**SOURCE EXCERPT**
Emily Robinson (born October 18, 1998) is an American actress, director and producer.

Biography
Robinson began her career modeling at age six after her neighbor introduced her to Ford Models who then represented her. At the age of seven, Robinson wanted to start acting and taped her first television commercial. Robinson started working in front of a live audience in Saturday Night Live when she was eight. She has since made a total of eight appearances on the show. 

In 2010, Robinson made her off-Broadway debut in Horton Foote's epic The Orphans' Home Cycle at the Signature Theatre in New York, directed by Michael Wilson. She played the roles of Lily Dale, Molly and Irma Sue. The Wall Street Journal called the plays, which were performed in repertory, "the most significant theatrical event of the season, the kind of show you tell your grandchildren you saw." A special Drama Desk Award was presented to the cast, creative team and producers.

Robinson continued to work in theatre and has worked with Austin Pendleton, director, A Loss of Roses at the Cherry Lane Theatre, Linda Lavin and James Lecesne in Mother of Invention, and helped create the role of Tessa in Brindlebeast, a new musical by Anita Riggio.

Robinson's television credits include: Transparent (Amazon), Rizzoli & Isles (TNT), Criminal Minds (CBS), Scorpion (CBS), The Following (FOX), CSI: NY (CBS), Person of Interest (CBS), A.N.T. Farm (Disney), Saturday Night Live (NBC), Late Night with Jimmy Fallon (NBC) and The Guiding Light (CBS).

**SUPPLIED MATERIAL**

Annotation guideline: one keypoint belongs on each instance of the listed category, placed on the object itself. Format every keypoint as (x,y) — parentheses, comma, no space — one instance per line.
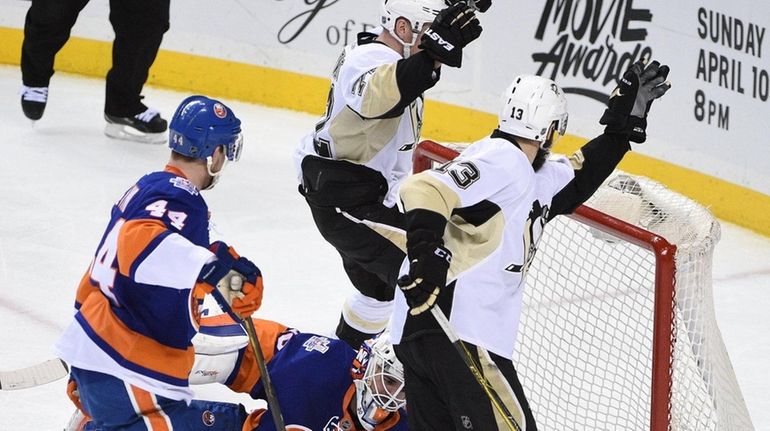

**TASKS TO COMPLETE**
1) Copy the Emily Robinson text from "In 2010, Robinson" up to and including "by Anita Riggio.".
2) Using the Emily Robinson text, mark each statement yes or no and quote the words that settle it: (a) Robinson taped her first television commercial at age seven. (b) Robinson made her off-Broadway debut at the Cherry Lane Theatre. (c) Brindlebeast is a musical by Anita Riggio.
The material has nothing to do with the Emily Robinson text.

**RESULTS**
1)
In 2010, Robinson made her off-Broadway debut in Horton Foote's epic The Orphans' Home Cycle at the Signature Theatre in New York, directed by Michael Wilson. She played the roles of Lily Dale, Molly and Irma Sue. The Wall Street Journal called the plays, which were performed in repertory, "the most significant theatrical event of the season, the kind of show you tell your grandchildren you saw." A special Drama Desk Award was presented to the cast, creative team and producers.

Robinson continued to work in theatre and has worked with Austin Pendleton, director, A Loss of Roses at the Cherry Lane Theatre, Linda Lavin and James Lecesne in Mother of Invention, and helped create the role of Tessa in Brindlebeast, a new musical by Anita Riggio.

2)
(a) Yes: "At the age of seven, Robinson wanted to start acting and taped her first television commercial."
(b) No: "In 2010, Robinson made her off-Broadway debut in Horton Foote's epic The Orphans' Home Cycle at the Signature Theatre in New York"
(c) Yes: "Brindlebeast, a new musical by Anita Riggio"